Activity> Beginning with the first line, transcribe the entries below exactly through the line containing "Point to the person wearing face", inclusive.

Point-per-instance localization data
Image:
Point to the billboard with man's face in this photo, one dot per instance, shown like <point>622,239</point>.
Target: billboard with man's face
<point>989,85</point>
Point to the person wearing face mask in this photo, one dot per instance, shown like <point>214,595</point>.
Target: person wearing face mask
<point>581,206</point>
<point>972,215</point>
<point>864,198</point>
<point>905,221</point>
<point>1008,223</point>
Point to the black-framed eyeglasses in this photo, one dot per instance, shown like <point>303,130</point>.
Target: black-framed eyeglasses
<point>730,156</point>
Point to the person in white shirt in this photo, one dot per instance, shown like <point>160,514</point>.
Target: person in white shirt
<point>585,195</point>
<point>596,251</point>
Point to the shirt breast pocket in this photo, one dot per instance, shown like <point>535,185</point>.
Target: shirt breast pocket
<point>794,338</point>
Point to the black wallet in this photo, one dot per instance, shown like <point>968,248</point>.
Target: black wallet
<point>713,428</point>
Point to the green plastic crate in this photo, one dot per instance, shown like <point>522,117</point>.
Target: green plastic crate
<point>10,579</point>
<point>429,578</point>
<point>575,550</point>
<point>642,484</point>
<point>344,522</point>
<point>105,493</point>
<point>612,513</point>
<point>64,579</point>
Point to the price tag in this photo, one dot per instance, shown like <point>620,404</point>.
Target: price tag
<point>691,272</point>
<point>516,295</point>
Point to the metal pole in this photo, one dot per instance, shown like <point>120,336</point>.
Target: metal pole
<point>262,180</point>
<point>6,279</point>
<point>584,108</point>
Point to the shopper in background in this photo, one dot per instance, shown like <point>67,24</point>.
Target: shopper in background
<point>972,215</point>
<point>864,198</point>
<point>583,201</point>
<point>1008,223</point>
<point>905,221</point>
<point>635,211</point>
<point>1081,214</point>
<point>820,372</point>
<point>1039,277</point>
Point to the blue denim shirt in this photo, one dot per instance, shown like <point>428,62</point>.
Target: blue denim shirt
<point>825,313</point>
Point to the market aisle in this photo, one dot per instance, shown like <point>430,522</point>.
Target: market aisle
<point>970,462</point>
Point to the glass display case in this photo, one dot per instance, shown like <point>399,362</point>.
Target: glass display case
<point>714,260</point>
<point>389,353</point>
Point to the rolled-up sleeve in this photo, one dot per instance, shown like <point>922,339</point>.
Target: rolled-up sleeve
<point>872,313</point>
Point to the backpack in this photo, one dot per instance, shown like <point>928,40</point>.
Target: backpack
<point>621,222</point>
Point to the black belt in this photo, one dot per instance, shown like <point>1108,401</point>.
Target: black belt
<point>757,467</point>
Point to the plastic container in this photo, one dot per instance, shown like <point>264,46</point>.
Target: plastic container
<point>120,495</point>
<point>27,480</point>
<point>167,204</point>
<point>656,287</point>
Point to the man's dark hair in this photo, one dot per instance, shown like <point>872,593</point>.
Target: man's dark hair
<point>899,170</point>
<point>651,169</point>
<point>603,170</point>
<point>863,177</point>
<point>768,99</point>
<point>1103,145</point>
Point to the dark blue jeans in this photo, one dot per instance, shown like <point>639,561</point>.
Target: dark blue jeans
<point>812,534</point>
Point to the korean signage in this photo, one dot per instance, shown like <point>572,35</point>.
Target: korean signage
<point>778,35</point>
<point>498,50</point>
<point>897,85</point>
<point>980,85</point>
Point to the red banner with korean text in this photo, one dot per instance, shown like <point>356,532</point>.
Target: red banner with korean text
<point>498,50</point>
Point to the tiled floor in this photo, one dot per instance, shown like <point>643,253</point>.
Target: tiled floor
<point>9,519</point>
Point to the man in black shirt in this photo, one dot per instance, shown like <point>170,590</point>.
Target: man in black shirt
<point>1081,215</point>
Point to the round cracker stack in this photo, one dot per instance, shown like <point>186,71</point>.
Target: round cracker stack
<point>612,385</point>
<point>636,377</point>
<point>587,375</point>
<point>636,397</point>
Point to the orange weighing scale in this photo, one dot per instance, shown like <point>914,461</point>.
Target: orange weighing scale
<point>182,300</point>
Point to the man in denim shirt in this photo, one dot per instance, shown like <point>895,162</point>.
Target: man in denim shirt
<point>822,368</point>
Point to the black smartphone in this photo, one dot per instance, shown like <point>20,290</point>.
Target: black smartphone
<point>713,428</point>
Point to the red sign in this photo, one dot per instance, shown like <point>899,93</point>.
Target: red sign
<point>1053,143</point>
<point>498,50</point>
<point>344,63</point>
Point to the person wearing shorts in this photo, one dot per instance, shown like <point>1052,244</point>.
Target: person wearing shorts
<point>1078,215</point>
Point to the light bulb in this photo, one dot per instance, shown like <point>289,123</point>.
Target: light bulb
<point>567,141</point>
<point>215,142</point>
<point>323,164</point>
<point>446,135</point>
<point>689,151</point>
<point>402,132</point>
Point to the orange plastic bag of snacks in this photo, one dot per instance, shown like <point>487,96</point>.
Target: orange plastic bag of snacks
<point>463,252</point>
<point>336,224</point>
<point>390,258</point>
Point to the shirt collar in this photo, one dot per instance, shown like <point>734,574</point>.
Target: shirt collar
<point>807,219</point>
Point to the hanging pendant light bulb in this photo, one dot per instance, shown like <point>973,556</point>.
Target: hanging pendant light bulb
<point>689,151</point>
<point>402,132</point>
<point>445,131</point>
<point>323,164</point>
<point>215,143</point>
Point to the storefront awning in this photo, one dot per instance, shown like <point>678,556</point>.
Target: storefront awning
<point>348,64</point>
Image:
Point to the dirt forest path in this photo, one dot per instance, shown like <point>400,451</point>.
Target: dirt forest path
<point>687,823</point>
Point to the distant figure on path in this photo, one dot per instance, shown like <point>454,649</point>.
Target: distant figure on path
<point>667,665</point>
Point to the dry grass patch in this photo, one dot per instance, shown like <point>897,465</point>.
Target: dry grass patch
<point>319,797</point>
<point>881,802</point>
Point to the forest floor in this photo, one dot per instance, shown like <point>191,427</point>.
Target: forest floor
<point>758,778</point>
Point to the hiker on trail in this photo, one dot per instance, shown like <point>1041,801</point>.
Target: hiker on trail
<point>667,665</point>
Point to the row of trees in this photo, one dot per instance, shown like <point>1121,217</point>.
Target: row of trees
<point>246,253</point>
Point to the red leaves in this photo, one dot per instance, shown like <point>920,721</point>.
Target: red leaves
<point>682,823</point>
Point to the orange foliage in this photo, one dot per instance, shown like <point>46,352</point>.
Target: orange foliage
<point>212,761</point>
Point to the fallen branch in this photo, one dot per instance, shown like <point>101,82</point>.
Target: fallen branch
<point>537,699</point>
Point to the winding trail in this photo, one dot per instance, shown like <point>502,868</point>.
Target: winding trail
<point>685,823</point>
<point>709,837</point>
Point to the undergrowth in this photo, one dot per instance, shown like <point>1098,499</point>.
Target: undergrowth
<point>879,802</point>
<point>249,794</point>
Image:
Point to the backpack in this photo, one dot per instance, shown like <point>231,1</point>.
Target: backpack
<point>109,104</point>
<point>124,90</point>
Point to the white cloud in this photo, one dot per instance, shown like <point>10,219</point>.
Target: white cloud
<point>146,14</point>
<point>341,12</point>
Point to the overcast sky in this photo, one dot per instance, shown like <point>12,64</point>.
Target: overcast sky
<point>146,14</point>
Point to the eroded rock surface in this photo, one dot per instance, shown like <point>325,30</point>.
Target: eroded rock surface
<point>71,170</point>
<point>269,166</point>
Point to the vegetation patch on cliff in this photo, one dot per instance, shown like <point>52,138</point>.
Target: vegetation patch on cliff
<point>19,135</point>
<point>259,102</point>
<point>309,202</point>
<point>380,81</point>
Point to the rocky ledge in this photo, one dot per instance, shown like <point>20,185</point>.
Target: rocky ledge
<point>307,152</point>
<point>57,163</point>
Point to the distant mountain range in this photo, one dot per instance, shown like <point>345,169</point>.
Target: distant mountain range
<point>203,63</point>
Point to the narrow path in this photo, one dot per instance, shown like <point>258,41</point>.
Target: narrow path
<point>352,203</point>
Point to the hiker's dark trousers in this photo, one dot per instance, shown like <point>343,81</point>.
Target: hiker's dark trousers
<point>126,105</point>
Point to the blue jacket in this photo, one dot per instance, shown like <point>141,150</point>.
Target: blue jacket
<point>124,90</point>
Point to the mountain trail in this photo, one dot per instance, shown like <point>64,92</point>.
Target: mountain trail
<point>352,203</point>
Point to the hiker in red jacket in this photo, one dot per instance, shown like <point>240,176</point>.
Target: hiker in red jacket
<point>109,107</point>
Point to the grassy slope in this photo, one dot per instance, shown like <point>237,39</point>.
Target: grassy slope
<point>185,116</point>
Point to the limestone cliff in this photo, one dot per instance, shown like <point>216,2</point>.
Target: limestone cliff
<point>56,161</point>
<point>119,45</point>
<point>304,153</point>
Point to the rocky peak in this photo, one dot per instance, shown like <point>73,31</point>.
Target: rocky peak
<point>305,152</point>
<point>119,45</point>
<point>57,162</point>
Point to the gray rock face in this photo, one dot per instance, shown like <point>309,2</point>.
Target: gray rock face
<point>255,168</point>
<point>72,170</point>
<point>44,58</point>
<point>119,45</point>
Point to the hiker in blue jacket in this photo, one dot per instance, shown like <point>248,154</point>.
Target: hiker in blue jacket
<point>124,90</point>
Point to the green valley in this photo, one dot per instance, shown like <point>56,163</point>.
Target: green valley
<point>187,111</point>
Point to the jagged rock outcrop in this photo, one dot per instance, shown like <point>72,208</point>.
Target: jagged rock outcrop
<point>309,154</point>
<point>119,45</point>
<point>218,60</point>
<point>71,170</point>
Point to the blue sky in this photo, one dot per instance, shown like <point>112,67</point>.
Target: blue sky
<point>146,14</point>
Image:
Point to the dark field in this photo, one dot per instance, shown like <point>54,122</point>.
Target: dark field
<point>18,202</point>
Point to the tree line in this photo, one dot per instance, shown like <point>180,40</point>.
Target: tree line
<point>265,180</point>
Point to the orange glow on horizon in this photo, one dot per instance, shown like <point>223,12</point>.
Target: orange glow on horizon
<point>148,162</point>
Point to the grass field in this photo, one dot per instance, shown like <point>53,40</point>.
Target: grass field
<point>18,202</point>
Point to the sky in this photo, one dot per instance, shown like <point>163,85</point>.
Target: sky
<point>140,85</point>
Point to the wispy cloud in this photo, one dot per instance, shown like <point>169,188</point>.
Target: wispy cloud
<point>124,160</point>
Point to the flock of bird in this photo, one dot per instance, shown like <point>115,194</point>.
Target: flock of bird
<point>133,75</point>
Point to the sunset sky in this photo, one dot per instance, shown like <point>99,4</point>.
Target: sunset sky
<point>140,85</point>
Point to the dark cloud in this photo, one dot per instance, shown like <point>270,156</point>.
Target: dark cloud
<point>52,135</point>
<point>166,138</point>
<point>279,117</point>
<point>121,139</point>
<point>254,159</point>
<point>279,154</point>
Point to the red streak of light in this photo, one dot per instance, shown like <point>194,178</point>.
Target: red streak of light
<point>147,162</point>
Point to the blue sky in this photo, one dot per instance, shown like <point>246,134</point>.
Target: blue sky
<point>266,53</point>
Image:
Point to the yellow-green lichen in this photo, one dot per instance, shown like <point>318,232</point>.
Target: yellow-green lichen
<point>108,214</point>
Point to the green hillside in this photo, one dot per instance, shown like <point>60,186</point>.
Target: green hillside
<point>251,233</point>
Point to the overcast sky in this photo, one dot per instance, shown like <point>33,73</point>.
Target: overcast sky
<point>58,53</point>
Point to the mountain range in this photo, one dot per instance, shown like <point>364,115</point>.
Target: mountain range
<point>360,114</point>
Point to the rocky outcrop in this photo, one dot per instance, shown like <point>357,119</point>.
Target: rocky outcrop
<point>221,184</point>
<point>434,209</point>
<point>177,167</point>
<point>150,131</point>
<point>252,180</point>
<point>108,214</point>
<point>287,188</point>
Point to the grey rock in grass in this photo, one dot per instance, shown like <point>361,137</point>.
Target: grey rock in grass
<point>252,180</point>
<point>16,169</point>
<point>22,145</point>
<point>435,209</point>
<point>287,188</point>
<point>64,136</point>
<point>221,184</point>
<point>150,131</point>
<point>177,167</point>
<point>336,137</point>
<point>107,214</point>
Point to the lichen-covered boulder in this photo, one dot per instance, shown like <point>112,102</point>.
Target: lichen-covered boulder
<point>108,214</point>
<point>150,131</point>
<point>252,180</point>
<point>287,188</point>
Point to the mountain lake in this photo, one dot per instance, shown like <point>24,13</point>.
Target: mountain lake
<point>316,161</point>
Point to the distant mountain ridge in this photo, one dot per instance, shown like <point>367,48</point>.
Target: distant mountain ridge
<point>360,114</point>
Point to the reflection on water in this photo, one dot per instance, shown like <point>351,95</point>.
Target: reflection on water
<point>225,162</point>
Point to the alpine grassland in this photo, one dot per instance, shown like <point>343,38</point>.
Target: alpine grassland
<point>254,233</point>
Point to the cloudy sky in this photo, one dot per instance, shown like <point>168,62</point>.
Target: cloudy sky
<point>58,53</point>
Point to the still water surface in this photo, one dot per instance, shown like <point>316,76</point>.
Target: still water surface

Expected answer>
Image:
Point to the billboard with man's face in this photo, one dot per instance, shown like <point>622,239</point>.
Target: billboard with man's face
<point>989,85</point>
Point to the person wearing face mask in this photo, one dot per instance, shown like <point>214,595</point>.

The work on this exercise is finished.